Work required:
Convert every row below into a Markdown table with two columns, Number and Line, giving each line a row number and leaving out the blank lines.

________________________

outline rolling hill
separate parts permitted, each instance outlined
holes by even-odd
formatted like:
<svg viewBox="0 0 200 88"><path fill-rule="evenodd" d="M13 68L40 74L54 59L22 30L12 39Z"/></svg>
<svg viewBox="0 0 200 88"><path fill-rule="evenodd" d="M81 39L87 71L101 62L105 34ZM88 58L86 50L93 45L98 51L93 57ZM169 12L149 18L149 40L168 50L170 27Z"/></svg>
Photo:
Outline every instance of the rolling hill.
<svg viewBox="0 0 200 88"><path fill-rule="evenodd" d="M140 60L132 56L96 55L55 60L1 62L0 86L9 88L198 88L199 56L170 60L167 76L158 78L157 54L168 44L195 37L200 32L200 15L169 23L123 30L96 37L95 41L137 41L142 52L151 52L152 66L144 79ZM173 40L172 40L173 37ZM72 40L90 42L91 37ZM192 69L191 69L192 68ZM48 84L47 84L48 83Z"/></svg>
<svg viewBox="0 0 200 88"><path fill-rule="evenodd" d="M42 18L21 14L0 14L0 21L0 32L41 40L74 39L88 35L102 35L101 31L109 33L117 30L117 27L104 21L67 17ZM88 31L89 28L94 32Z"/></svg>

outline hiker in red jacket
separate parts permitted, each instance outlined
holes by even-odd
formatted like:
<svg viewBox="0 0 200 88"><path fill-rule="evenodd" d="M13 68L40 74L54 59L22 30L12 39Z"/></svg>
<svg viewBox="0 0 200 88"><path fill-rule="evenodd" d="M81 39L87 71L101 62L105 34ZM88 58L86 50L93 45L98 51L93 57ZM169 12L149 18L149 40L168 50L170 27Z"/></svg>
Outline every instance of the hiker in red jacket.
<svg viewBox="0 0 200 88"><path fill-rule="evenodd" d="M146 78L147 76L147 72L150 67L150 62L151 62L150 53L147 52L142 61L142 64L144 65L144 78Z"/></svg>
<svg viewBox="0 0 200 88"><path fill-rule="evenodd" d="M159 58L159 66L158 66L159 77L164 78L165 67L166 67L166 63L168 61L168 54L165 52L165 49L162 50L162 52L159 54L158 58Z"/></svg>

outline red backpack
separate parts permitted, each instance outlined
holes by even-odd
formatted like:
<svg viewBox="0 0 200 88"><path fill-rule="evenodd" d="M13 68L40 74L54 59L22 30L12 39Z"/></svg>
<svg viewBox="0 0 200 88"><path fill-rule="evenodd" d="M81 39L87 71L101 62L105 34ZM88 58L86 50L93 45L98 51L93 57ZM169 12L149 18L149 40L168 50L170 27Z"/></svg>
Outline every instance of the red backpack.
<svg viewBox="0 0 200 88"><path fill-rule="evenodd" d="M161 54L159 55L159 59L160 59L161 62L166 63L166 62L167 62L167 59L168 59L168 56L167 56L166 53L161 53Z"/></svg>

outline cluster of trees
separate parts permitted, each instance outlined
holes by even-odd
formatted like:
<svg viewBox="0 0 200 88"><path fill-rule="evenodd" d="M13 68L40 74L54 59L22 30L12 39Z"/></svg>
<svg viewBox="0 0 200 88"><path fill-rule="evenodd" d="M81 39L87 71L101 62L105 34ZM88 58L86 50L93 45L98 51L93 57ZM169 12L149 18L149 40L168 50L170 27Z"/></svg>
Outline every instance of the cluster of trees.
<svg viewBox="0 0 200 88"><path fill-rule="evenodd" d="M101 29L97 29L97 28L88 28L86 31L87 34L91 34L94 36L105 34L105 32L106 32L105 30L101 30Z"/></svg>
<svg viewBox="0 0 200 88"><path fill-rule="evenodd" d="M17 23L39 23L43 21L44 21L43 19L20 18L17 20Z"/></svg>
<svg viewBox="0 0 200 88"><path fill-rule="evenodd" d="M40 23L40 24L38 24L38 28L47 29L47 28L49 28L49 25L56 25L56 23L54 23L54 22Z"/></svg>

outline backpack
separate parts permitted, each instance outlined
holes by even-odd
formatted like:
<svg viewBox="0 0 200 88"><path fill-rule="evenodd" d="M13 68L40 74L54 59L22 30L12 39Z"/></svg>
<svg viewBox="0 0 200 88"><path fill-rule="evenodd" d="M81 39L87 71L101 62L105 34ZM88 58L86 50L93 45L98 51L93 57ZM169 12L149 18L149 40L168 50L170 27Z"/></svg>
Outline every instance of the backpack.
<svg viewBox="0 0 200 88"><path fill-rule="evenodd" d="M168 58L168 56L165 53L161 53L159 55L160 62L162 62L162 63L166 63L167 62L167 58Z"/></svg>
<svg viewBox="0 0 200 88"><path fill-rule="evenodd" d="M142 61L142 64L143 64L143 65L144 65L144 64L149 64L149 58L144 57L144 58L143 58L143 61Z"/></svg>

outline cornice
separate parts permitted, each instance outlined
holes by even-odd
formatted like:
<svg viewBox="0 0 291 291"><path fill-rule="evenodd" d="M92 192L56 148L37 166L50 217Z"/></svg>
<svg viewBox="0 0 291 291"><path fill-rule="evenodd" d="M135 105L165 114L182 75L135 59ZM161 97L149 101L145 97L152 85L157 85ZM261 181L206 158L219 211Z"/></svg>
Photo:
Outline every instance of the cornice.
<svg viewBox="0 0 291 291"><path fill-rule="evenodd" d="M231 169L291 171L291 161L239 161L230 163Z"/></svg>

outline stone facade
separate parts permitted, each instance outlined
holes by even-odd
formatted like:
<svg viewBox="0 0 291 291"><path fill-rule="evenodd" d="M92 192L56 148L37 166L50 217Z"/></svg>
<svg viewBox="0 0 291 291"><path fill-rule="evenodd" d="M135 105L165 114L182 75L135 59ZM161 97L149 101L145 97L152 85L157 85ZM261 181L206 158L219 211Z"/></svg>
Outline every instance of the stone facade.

________________________

Solution:
| Number | Line |
|---|---|
| 1 | outline rolling hill |
| 2 | separate parts permitted, each instance outlined |
| 3 | holes by even-odd |
| 4 | formatted like: |
| 5 | <svg viewBox="0 0 200 88"><path fill-rule="evenodd" d="M13 68L40 74L54 59L22 30L12 39Z"/></svg> |
| 6 | <svg viewBox="0 0 200 88"><path fill-rule="evenodd" d="M81 39L87 71L101 62L105 34ZM88 58L86 50L93 45L98 51L93 57ZM169 12L149 18L149 40L168 50L170 27Z"/></svg> |
| 7 | Photo: |
| 8 | Outline every instance of the rolling hill. |
| 9 | <svg viewBox="0 0 200 88"><path fill-rule="evenodd" d="M140 60L132 56L96 55L55 60L1 62L0 86L9 88L198 88L199 56L170 60L167 76L158 78L157 54L168 44L195 37L200 32L200 15L169 23L123 30L96 37L95 41L137 41L142 52L151 52L152 66L144 79ZM173 40L172 40L173 37ZM72 40L90 42L91 37ZM192 69L191 69L192 68ZM48 84L47 84L48 83Z"/></svg> |
| 10 | <svg viewBox="0 0 200 88"><path fill-rule="evenodd" d="M42 18L21 14L0 14L0 21L0 32L41 40L74 39L88 35L102 35L101 31L109 33L117 30L117 27L104 21L67 17ZM88 31L89 28L94 32Z"/></svg> |
| 11 | outline hiker in red jacket |
| 12 | separate parts permitted, each instance outlined |
| 13 | holes by even-odd |
| 14 | formatted like: |
| 15 | <svg viewBox="0 0 200 88"><path fill-rule="evenodd" d="M13 68L40 74L54 59L22 30L12 39Z"/></svg> |
| 16 | <svg viewBox="0 0 200 88"><path fill-rule="evenodd" d="M81 39L87 71L101 62L105 34ZM88 58L86 50L93 45L98 51L93 57ZM169 12L149 18L149 40L168 50L170 27Z"/></svg> |
| 17 | Outline every instance of the hiker in red jacket. |
| 18 | <svg viewBox="0 0 200 88"><path fill-rule="evenodd" d="M146 78L147 76L147 72L150 67L150 62L151 62L150 53L147 52L142 61L142 64L144 65L144 78Z"/></svg> |
| 19 | <svg viewBox="0 0 200 88"><path fill-rule="evenodd" d="M159 58L159 66L158 66L159 77L164 78L165 67L166 67L166 63L168 61L168 54L165 52L165 49L162 50L162 52L159 54L158 58Z"/></svg> |
| 20 | outline red backpack |
| 21 | separate parts permitted, each instance outlined |
| 22 | holes by even-odd |
| 23 | formatted like: |
| 24 | <svg viewBox="0 0 200 88"><path fill-rule="evenodd" d="M13 68L40 74L54 59L22 30L12 39Z"/></svg> |
| 25 | <svg viewBox="0 0 200 88"><path fill-rule="evenodd" d="M81 39L87 71L101 62L105 34ZM88 58L86 50L93 45L98 51L93 57ZM169 12L149 18L149 40L168 50L170 27Z"/></svg> |
| 26 | Outline every instance of the red backpack. |
| 27 | <svg viewBox="0 0 200 88"><path fill-rule="evenodd" d="M161 54L159 55L159 59L160 59L161 62L166 63L166 62L167 62L167 59L168 59L168 56L167 56L166 53L161 53Z"/></svg> |
| 28 | outline cluster of trees |
| 29 | separate parts permitted, each instance outlined |
| 30 | holes by even-odd |
| 31 | formatted like: |
| 32 | <svg viewBox="0 0 200 88"><path fill-rule="evenodd" d="M13 68L40 74L54 59L22 30L12 39Z"/></svg> |
| 33 | <svg viewBox="0 0 200 88"><path fill-rule="evenodd" d="M81 39L87 71L101 62L105 34ZM88 58L86 50L93 45L98 51L93 57ZM169 12L149 18L149 40L168 50L170 27Z"/></svg> |
| 34 | Outline every instance of the cluster of trees. |
| 35 | <svg viewBox="0 0 200 88"><path fill-rule="evenodd" d="M101 29L97 29L97 28L88 28L86 31L87 34L91 34L94 36L105 34L105 32L106 32L105 30L101 30Z"/></svg> |
| 36 | <svg viewBox="0 0 200 88"><path fill-rule="evenodd" d="M17 23L39 23L43 21L44 21L43 19L20 18L17 20Z"/></svg> |
| 37 | <svg viewBox="0 0 200 88"><path fill-rule="evenodd" d="M40 23L40 24L38 24L38 28L47 29L47 28L49 28L49 25L56 25L56 23L54 23L54 22Z"/></svg> |
| 38 | outline backpack |
| 39 | separate parts permitted, each instance outlined |
| 40 | holes by even-odd |
| 41 | formatted like: |
| 42 | <svg viewBox="0 0 200 88"><path fill-rule="evenodd" d="M13 68L40 74L54 59L22 30L12 39Z"/></svg> |
| 43 | <svg viewBox="0 0 200 88"><path fill-rule="evenodd" d="M81 39L87 71L101 62L105 34ZM88 58L86 50L93 45L98 51L93 57ZM169 12L149 18L149 40L168 50L170 27Z"/></svg> |
| 44 | Outline every instance of the backpack. |
| 45 | <svg viewBox="0 0 200 88"><path fill-rule="evenodd" d="M168 58L168 56L165 53L161 53L159 55L160 62L162 62L162 63L166 63L167 62L167 58Z"/></svg> |
| 46 | <svg viewBox="0 0 200 88"><path fill-rule="evenodd" d="M142 61L142 64L143 64L143 65L144 65L144 64L149 64L149 58L144 57L144 58L143 58L143 61Z"/></svg> |
| 47 | outline cornice |
| 48 | separate parts permitted, each instance outlined |
| 49 | holes by even-odd |
| 50 | formatted like: |
| 51 | <svg viewBox="0 0 291 291"><path fill-rule="evenodd" d="M92 192L56 148L37 166L50 217Z"/></svg> |
| 52 | <svg viewBox="0 0 291 291"><path fill-rule="evenodd" d="M135 105L165 114L182 75L135 59ZM161 97L149 101L145 97L152 85L157 85ZM261 181L206 158L219 211Z"/></svg> |
| 53 | Photo: |
| 54 | Outline every instance of the cornice. |
| 55 | <svg viewBox="0 0 291 291"><path fill-rule="evenodd" d="M231 169L291 171L291 161L239 161L230 163Z"/></svg> |
| 56 | outline stone facade |
| 57 | separate parts permitted, each instance outlined |
| 58 | holes by even-odd |
| 59 | formatted like: |
| 60 | <svg viewBox="0 0 291 291"><path fill-rule="evenodd" d="M92 192L56 148L37 166L50 217Z"/></svg> |
| 61 | <svg viewBox="0 0 291 291"><path fill-rule="evenodd" d="M135 105L165 114L182 75L135 59ZM161 97L149 101L145 97L152 85L157 85ZM261 181L206 158L219 211Z"/></svg> |
| 62 | Outline every instance of the stone facade. |